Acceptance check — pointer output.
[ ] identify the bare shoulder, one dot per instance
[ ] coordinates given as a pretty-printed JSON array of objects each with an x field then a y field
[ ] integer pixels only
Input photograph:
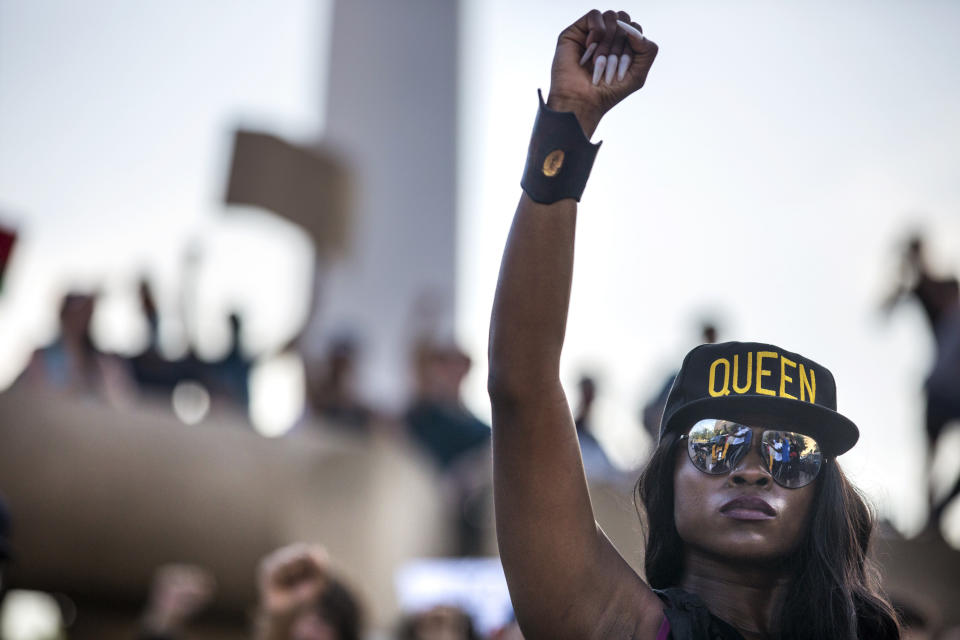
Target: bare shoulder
[{"x": 632, "y": 611}]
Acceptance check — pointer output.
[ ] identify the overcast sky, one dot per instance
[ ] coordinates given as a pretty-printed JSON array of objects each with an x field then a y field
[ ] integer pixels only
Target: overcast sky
[{"x": 765, "y": 175}]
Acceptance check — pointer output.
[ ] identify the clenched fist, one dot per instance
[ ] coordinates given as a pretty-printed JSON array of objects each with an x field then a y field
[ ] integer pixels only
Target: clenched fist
[{"x": 600, "y": 60}]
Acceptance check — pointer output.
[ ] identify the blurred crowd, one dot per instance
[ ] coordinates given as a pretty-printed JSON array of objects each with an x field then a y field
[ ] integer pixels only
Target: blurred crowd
[{"x": 301, "y": 594}]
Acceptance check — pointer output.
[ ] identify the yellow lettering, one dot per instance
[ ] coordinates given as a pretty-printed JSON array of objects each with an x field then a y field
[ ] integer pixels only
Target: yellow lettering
[
  {"x": 764, "y": 372},
  {"x": 725, "y": 390},
  {"x": 784, "y": 378},
  {"x": 736, "y": 364},
  {"x": 808, "y": 385}
]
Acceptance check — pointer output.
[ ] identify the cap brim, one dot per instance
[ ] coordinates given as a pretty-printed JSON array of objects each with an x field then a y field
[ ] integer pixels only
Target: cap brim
[{"x": 835, "y": 433}]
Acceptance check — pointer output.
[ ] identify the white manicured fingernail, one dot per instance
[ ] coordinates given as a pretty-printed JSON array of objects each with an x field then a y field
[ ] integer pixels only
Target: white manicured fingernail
[
  {"x": 588, "y": 53},
  {"x": 632, "y": 30},
  {"x": 624, "y": 65},
  {"x": 598, "y": 69}
]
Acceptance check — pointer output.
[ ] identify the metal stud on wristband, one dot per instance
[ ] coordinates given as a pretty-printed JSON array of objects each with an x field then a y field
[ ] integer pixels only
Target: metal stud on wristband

> **Your task**
Return every line of the entries above that contains the word "stud", treating uppercase and lowercase letters as distinct.

> **Output of the exercise**
[ ] identify the metal stud on wristband, one dot per instance
Target: metal stud on wristband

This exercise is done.